TASK GOAL:
Line by line, return the data exactly as shown.

RAW DATA:

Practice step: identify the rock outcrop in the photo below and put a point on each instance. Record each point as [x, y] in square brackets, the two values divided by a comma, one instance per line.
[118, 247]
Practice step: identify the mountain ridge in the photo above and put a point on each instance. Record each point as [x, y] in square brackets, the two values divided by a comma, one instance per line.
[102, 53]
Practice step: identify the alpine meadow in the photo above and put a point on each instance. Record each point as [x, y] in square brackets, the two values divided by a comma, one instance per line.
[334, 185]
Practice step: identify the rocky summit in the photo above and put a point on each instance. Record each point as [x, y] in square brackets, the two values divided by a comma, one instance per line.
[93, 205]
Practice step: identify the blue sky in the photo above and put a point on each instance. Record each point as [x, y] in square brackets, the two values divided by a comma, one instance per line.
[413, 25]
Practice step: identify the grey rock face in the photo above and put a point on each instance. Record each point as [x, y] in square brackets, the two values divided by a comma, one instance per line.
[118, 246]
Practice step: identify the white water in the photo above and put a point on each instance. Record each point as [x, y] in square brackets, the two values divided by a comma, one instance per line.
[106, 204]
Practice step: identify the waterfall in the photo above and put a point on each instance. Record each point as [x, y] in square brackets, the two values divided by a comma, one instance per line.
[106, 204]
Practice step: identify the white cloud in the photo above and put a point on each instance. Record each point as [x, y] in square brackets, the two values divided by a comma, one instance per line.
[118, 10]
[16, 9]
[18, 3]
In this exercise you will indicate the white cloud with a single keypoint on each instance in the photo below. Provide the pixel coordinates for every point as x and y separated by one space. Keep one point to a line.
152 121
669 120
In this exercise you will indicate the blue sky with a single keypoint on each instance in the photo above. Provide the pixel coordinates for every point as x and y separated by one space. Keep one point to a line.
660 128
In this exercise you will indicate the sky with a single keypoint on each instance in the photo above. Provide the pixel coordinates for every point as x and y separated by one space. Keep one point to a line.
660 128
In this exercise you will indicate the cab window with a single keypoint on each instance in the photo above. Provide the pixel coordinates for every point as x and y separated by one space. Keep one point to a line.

TASK RESPONSE:
Practice step: identify the rock outcrop in the photo below and put a point on each instance. Record each point as [x, y] in square brackets, the two values divided by a comma, one instance per line.
[118, 247]
Practice step: identify the mountain ridge in the photo above and put a point on each instance. Record each point as [x, y] in square brackets, the two values divided by a comma, one instance per line.
[102, 53]
Practice step: identify the alpine meadow in the photo above and put a point on each instance. Record each point as [x, y] in square brackets, the two values divided by a comma, one instance per line.
[334, 185]
Practice step: identify the rocky summit in the photo above and put a point on each instance. Record each point as [x, y] in square brackets, the two values divided by a comma, one instance per line.
[93, 205]
Practice step: identify the blue sky in the photo above and put a point on each instance. Record each point as [x, y] in square brackets, the two values divided by a comma, one instance per line.
[413, 25]
Practice step: identify the grey rock face in the photo above and put a point on each instance. Record each point as [x, y] in square brackets, the two values divided by a comma, one instance per line.
[118, 246]
Practice step: identify the white water in the photo above and put a point on each instance. Record each point as [x, y] in square brackets, the two values divided by a comma, one instance per line.
[106, 204]
Practice step: identify the waterfall in the photo above and put a point on each instance. Record each point as [x, y] in square brackets, the two values divided by a comma, one instance per line.
[106, 204]
Practice step: identify the white cloud in the photo above and put a point on each instance. Record each point as [x, y] in square brackets, the two values divided by a comma, one instance per line.
[118, 10]
[16, 9]
[18, 3]
In this exercise you will indicate the white cloud with a single keypoint on each instance in the photo below. Provide the pixel coordinates for every point as x and y separated by one space. Keep one point to a line.
152 121
669 120
In this exercise you will indicate the blue sky with a single keypoint on each instance in the photo above. Provide the pixel coordinates for every point as x and y separated by one space. Keep one point to a line.
660 128
In this exercise you will indicate the sky with a single keypoint on each instance in the photo above. Provide the pixel coordinates for every point as x and y separated by one space. Keep one point to a line.
660 128
In this exercise you will indicate the cab window with a single keypoint on each instance in the photo above. Provide the pixel coordinates for every point as x and y separated by one space. Keep one point to a line.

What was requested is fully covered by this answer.